The knockout stages of the 2014 Copa Libertadores de América were played from April 16 to August 13, 2014. A total of 16 teams competed in the knockout stages.

Qualified teams
The winners and runners-up of each of the eight groups in the second stage qualified for the knockout stages.

Seeding
The qualified teams were seeded in the knockout stages according to their results in the second stage, with the group winners seeded 1–8, and the group runners-up seeded 9–16.

Format
In the knockout stages, the 16 teams played a single-elimination tournament, with the following rules:
Each tie was played on a home-and-away two-legged basis, with the higher-seeded team hosting the second leg. However, CONMEBOL required that the second leg of the finals must be played in South America, i.e., a finalist from Mexico must host the first leg regardless of seeding.
In the round of 16, quarterfinals, and semifinals, if tied on aggregate, the away goals rule was used. If still tied, the penalty shoot-out was used to determine the winner (no extra time was played).

DATASET ROWS:

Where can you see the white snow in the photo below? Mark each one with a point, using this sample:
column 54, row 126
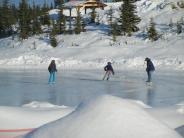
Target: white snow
column 93, row 48
column 105, row 117
column 32, row 115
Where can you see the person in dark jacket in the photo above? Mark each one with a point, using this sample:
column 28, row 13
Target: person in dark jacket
column 149, row 69
column 109, row 70
column 52, row 70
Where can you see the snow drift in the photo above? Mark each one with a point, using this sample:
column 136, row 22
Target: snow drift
column 105, row 117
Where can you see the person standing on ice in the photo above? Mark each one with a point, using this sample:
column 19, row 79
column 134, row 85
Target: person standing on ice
column 109, row 70
column 149, row 69
column 52, row 70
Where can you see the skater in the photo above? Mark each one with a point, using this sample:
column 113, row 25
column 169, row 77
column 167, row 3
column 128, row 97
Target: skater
column 109, row 70
column 149, row 69
column 52, row 70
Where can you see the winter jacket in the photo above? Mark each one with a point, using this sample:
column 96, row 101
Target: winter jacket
column 52, row 68
column 109, row 68
column 150, row 66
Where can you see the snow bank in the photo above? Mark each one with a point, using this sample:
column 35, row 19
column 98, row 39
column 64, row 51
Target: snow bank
column 105, row 117
column 33, row 115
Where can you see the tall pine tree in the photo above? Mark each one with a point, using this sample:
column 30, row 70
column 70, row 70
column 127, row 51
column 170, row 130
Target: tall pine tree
column 128, row 17
column 152, row 33
column 53, row 33
column 24, row 20
column 78, row 25
column 36, row 26
column 7, row 18
column 61, row 20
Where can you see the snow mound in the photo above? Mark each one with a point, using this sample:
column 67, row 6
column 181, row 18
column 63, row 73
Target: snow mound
column 32, row 115
column 105, row 117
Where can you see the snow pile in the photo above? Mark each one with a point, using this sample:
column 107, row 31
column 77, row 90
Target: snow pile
column 32, row 115
column 93, row 48
column 105, row 117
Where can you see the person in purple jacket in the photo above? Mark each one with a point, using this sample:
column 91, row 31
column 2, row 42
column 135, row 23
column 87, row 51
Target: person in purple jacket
column 52, row 70
column 109, row 70
column 149, row 69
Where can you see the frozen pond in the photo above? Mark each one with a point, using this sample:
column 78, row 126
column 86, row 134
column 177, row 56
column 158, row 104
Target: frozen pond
column 18, row 87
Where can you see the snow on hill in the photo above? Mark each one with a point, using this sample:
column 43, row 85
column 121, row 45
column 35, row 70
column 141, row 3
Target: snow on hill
column 93, row 48
column 105, row 117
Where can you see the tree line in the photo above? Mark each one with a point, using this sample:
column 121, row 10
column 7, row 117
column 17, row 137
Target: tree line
column 27, row 20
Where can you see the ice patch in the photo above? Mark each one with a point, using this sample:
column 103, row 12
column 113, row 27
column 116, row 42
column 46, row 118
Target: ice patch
column 105, row 117
column 45, row 105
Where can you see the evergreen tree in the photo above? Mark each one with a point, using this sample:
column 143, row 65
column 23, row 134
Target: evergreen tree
column 97, row 19
column 179, row 28
column 24, row 20
column 78, row 24
column 61, row 20
column 110, row 17
column 93, row 15
column 7, row 18
column 128, row 18
column 83, row 25
column 114, row 31
column 36, row 26
column 45, row 19
column 53, row 33
column 152, row 33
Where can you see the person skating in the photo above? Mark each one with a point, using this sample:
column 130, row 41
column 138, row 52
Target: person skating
column 52, row 70
column 149, row 69
column 109, row 70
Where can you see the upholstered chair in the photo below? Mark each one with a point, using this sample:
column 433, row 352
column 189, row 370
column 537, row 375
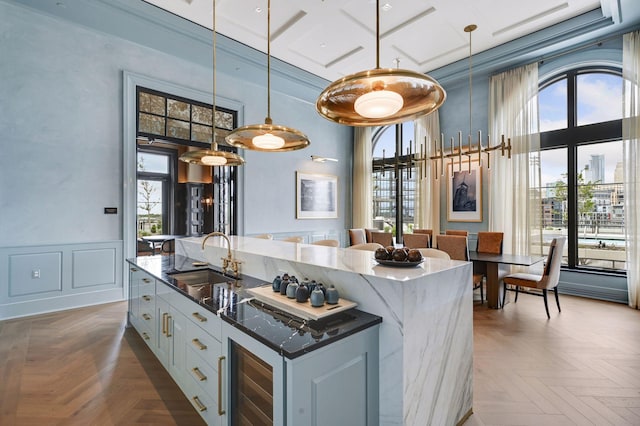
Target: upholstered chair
column 294, row 239
column 454, row 245
column 384, row 238
column 547, row 281
column 429, row 252
column 328, row 243
column 357, row 236
column 366, row 246
column 488, row 242
column 416, row 240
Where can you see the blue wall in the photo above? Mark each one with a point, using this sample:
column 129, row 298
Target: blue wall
column 61, row 121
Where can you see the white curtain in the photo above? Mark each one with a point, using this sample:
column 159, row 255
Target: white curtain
column 514, row 195
column 631, row 160
column 427, row 129
column 362, row 192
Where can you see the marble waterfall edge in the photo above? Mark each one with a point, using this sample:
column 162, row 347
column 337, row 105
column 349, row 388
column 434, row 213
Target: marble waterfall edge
column 426, row 336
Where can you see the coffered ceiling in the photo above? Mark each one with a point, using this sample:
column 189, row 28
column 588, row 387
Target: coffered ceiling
column 333, row 38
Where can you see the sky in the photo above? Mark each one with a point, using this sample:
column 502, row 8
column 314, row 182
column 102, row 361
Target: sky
column 599, row 99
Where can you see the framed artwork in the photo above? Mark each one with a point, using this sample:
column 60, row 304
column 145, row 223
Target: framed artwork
column 316, row 196
column 464, row 193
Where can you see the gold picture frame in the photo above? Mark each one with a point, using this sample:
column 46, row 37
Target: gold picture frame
column 464, row 192
column 316, row 196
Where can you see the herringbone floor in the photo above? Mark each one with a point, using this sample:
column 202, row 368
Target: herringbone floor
column 581, row 367
column 82, row 367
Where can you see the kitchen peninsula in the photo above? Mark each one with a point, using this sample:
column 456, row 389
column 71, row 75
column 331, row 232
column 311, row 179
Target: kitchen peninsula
column 426, row 335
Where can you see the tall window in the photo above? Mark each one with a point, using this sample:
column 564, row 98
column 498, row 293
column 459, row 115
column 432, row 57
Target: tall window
column 394, row 179
column 581, row 166
column 154, row 180
column 176, row 123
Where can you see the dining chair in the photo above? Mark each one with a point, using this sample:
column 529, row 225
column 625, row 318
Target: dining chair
column 168, row 247
column 294, row 239
column 429, row 232
column 366, row 246
column 454, row 245
column 416, row 240
column 264, row 236
column 488, row 242
column 384, row 238
column 328, row 243
column 430, row 252
column 547, row 281
column 357, row 236
column 457, row 232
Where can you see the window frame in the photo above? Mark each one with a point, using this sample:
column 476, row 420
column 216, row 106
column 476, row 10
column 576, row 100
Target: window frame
column 572, row 137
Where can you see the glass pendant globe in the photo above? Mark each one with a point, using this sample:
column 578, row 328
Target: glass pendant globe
column 378, row 104
column 268, row 141
column 213, row 160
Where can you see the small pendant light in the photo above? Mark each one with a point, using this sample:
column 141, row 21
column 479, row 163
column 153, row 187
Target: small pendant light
column 213, row 156
column 268, row 137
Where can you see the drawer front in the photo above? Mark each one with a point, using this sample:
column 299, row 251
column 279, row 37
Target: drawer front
column 203, row 344
column 203, row 373
column 199, row 315
column 205, row 404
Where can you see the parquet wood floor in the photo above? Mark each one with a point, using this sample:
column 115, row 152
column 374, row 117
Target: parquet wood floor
column 581, row 367
column 82, row 367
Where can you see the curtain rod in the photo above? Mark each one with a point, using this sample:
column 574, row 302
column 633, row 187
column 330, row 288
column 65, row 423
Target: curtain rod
column 598, row 42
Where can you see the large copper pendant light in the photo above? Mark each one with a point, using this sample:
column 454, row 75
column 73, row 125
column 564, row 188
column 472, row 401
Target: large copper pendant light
column 380, row 96
column 213, row 156
column 268, row 137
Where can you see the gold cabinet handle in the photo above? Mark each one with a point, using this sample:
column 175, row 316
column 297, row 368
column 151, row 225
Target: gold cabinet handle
column 164, row 323
column 199, row 374
column 221, row 412
column 199, row 344
column 200, row 405
column 199, row 317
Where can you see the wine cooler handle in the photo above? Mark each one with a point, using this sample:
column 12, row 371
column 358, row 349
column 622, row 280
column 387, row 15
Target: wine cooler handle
column 221, row 411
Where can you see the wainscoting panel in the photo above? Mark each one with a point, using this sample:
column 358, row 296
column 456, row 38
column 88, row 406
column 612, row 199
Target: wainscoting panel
column 35, row 273
column 40, row 279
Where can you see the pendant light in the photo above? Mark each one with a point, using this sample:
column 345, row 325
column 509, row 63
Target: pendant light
column 380, row 96
column 213, row 156
column 268, row 136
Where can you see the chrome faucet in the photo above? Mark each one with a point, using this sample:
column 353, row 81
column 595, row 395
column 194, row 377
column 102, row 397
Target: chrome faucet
column 226, row 261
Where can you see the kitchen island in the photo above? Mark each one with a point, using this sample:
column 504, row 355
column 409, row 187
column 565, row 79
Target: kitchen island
column 426, row 336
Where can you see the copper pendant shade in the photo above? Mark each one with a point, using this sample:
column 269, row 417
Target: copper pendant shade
column 380, row 96
column 212, row 157
column 268, row 137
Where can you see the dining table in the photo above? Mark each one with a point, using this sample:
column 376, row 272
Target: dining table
column 157, row 240
column 495, row 267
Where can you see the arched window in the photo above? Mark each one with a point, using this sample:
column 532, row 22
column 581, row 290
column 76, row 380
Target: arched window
column 394, row 179
column 581, row 166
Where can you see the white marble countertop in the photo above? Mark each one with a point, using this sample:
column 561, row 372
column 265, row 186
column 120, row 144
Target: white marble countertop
column 342, row 259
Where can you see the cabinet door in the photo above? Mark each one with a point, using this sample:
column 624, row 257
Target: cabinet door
column 337, row 384
column 254, row 377
column 165, row 335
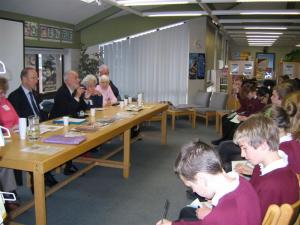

CHALLENGE A:
Per the 2014 Copa Libertadores text above, what dates did the knockout stages run?
CHALLENGE B:
Name every round of the knockout stages that the 2014 Copa Libertadores text mentions.

CORRECT OUTPUT A:
From April 16 to August 13, 2014.

CORRECT OUTPUT B:
Round of 16, quarterfinals, semifinals, finals